#### Exercise aim:
The answer must be an exact copy of every entry.

#### Records shown:
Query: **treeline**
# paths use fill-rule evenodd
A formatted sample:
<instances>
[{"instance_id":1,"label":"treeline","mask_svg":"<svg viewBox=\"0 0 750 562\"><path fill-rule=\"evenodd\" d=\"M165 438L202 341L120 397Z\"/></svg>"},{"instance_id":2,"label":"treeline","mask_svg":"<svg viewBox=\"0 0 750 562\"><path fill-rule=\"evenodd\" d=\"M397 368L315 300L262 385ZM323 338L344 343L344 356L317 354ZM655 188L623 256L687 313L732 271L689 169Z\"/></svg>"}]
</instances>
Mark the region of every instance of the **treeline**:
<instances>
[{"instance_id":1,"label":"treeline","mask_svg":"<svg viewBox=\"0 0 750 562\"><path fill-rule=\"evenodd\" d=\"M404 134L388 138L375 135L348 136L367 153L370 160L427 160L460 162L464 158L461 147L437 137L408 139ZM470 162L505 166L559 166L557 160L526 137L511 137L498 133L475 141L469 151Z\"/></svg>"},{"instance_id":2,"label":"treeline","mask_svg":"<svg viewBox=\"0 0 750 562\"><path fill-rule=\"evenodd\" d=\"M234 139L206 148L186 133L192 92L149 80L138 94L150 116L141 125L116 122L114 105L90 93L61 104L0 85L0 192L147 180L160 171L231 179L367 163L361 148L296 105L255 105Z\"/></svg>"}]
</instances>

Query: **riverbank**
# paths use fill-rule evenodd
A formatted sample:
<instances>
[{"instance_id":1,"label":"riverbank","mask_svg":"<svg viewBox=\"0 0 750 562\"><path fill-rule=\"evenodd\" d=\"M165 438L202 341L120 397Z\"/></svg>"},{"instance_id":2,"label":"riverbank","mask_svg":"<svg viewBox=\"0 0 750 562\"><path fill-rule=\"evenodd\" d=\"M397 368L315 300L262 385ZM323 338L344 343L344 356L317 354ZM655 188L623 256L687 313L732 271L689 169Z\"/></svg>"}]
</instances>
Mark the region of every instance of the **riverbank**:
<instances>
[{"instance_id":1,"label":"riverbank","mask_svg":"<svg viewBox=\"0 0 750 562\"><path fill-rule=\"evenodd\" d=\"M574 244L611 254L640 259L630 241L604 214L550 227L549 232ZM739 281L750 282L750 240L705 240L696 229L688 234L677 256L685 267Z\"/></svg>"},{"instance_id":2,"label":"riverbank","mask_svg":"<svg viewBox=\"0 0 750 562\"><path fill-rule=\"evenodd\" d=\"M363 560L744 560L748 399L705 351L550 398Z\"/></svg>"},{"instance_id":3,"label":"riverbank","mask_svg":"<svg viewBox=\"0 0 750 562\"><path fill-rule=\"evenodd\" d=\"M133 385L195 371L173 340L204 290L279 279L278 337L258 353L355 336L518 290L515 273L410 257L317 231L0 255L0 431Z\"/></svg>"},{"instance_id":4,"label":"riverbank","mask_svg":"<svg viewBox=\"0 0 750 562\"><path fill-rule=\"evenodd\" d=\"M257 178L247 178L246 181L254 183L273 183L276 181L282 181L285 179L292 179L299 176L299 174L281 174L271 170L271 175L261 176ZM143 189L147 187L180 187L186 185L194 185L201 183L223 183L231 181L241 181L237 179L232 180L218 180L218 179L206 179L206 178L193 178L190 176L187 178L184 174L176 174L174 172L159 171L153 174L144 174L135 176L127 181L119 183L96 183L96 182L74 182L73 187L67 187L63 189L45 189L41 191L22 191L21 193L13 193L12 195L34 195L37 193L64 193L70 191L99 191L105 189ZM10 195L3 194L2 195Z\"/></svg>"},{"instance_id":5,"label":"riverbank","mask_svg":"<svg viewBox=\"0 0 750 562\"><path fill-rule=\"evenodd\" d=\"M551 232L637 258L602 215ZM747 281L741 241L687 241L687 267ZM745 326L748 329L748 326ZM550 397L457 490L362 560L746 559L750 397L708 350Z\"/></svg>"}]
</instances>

#### Output of the task:
Query: **treeline**
# paths use fill-rule evenodd
A formatted sample:
<instances>
[{"instance_id":1,"label":"treeline","mask_svg":"<svg viewBox=\"0 0 750 562\"><path fill-rule=\"evenodd\" d=\"M165 438L202 341L120 397Z\"/></svg>"},{"instance_id":2,"label":"treeline","mask_svg":"<svg viewBox=\"0 0 750 562\"><path fill-rule=\"evenodd\" d=\"M397 368L315 300L262 385ZM323 338L344 343L344 356L317 354ZM655 188L623 256L687 313L732 271L689 169Z\"/></svg>"}]
</instances>
Mark the region of every instance of the **treeline**:
<instances>
[{"instance_id":1,"label":"treeline","mask_svg":"<svg viewBox=\"0 0 750 562\"><path fill-rule=\"evenodd\" d=\"M404 134L388 138L375 135L348 136L367 153L370 160L427 160L460 162L464 158L461 147L437 137L408 139ZM470 162L505 166L559 166L557 160L526 137L511 137L498 133L475 141L469 151Z\"/></svg>"},{"instance_id":2,"label":"treeline","mask_svg":"<svg viewBox=\"0 0 750 562\"><path fill-rule=\"evenodd\" d=\"M234 139L206 148L186 133L192 92L149 80L138 94L150 116L141 125L116 122L114 105L90 93L61 104L0 85L0 192L147 180L160 171L231 179L367 163L361 148L296 105L255 105Z\"/></svg>"}]
</instances>

Query: **riverbank**
# paths use fill-rule evenodd
A formatted sample:
<instances>
[{"instance_id":1,"label":"riverbank","mask_svg":"<svg viewBox=\"0 0 750 562\"><path fill-rule=\"evenodd\" d=\"M165 438L202 341L120 397Z\"/></svg>"},{"instance_id":2,"label":"riverbank","mask_svg":"<svg viewBox=\"0 0 750 562\"><path fill-rule=\"evenodd\" d=\"M397 368L315 300L262 385ZM323 338L344 343L344 356L317 354ZM655 188L623 256L687 313L732 271L689 169Z\"/></svg>"}]
</instances>
Mark the region of every instance of the **riverbank**:
<instances>
[{"instance_id":1,"label":"riverbank","mask_svg":"<svg viewBox=\"0 0 750 562\"><path fill-rule=\"evenodd\" d=\"M574 244L611 254L640 259L630 241L604 214L550 227L549 232ZM739 281L750 282L750 240L705 240L696 229L688 234L677 256L685 267Z\"/></svg>"},{"instance_id":2,"label":"riverbank","mask_svg":"<svg viewBox=\"0 0 750 562\"><path fill-rule=\"evenodd\" d=\"M363 560L744 560L748 399L705 351L550 398Z\"/></svg>"},{"instance_id":3,"label":"riverbank","mask_svg":"<svg viewBox=\"0 0 750 562\"><path fill-rule=\"evenodd\" d=\"M133 385L195 371L173 340L204 290L279 279L278 337L258 353L355 336L518 290L515 273L410 257L317 231L0 255L0 431Z\"/></svg>"},{"instance_id":4,"label":"riverbank","mask_svg":"<svg viewBox=\"0 0 750 562\"><path fill-rule=\"evenodd\" d=\"M257 178L247 178L246 181L254 183L273 183L276 181L282 181L285 179L292 179L299 176L299 174L281 174L271 170L271 175L261 176ZM143 189L147 187L180 187L186 185L194 185L201 183L223 183L231 181L241 181L237 179L232 180L218 180L218 179L206 179L206 178L193 178L190 176L187 178L184 174L176 174L174 172L159 171L153 174L144 174L135 176L127 181L119 183L96 183L96 182L74 182L73 187L67 187L63 189L45 189L41 191L22 191L21 193L13 193L12 195L34 195L37 193L64 193L70 191L99 191L105 189ZM10 195L3 194L2 195Z\"/></svg>"},{"instance_id":5,"label":"riverbank","mask_svg":"<svg viewBox=\"0 0 750 562\"><path fill-rule=\"evenodd\" d=\"M551 232L637 258L602 215ZM747 281L741 241L687 241L687 267ZM745 326L748 329L748 326ZM550 397L457 490L362 560L746 559L750 397L708 350Z\"/></svg>"}]
</instances>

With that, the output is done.